▶ Directive: Copy out, without alteration, the lines below from the line with "Ground the statue's face." up to and including the line with "xmin=457 ymin=92 xmax=475 ymax=111".

[Detection examples]
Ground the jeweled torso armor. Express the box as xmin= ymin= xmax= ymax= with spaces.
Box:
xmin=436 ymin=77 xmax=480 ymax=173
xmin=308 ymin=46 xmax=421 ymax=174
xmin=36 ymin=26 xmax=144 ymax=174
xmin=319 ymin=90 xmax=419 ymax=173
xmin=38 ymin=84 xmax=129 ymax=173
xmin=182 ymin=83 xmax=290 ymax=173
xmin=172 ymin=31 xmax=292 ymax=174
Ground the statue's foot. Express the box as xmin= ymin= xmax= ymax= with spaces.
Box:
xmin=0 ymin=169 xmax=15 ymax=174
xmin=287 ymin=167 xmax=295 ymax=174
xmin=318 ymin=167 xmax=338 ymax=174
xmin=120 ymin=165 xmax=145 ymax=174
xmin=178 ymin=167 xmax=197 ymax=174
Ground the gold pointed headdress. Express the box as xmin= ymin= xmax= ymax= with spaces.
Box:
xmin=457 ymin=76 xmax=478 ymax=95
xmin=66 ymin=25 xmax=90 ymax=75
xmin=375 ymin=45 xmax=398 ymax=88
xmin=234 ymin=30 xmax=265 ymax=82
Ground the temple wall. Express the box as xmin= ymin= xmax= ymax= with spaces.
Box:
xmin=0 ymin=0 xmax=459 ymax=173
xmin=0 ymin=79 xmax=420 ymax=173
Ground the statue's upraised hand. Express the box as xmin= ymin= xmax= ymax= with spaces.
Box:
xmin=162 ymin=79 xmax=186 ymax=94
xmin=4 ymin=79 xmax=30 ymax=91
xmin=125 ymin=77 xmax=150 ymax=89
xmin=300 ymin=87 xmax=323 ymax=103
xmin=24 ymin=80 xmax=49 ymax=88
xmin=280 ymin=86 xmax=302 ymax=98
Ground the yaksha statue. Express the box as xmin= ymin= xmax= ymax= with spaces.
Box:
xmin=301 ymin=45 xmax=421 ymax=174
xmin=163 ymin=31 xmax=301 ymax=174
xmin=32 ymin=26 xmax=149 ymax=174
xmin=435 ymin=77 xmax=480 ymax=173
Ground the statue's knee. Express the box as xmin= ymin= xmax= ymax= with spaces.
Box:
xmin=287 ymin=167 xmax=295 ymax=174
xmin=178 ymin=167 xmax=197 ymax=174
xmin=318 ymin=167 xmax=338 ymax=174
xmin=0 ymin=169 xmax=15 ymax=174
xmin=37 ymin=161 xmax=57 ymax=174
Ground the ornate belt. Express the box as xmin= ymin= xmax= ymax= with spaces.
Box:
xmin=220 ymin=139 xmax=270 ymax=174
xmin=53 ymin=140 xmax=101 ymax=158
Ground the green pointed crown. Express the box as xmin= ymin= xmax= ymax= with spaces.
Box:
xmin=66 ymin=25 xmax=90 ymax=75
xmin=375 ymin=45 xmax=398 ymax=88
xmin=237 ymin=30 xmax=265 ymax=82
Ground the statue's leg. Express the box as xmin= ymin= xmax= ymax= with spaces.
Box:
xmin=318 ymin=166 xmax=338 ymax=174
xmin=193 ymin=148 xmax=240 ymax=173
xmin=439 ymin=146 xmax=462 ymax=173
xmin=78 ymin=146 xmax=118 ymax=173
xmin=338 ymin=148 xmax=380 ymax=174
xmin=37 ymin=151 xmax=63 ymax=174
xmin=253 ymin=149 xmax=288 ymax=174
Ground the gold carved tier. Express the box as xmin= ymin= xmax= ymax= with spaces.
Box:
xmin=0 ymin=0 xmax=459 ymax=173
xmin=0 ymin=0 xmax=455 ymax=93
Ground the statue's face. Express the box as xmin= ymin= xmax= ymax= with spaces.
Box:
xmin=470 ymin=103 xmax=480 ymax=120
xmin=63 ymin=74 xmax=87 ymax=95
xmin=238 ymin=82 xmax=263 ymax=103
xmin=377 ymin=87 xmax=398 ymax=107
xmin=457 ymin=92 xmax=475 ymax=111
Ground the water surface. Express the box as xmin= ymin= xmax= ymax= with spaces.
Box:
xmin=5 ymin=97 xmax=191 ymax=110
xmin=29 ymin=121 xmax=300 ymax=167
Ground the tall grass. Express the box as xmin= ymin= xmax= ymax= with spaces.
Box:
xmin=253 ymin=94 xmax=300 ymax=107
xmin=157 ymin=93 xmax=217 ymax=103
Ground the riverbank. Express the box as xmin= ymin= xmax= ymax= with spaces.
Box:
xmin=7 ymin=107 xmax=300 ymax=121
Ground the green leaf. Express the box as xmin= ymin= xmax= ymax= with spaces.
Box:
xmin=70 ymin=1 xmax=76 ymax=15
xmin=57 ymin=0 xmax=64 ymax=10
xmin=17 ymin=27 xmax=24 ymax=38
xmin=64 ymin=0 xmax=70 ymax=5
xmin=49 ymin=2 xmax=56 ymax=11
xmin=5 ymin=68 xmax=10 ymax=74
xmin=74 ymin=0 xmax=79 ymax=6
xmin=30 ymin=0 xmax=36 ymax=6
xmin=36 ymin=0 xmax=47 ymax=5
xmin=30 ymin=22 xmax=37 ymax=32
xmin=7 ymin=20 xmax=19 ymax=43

▶ Expected output:
Ground the statue's face. Express the box as xmin= ymin= xmax= ymax= with spaces.
Box:
xmin=470 ymin=103 xmax=480 ymax=120
xmin=63 ymin=74 xmax=87 ymax=95
xmin=238 ymin=82 xmax=263 ymax=103
xmin=377 ymin=87 xmax=398 ymax=107
xmin=457 ymin=92 xmax=475 ymax=111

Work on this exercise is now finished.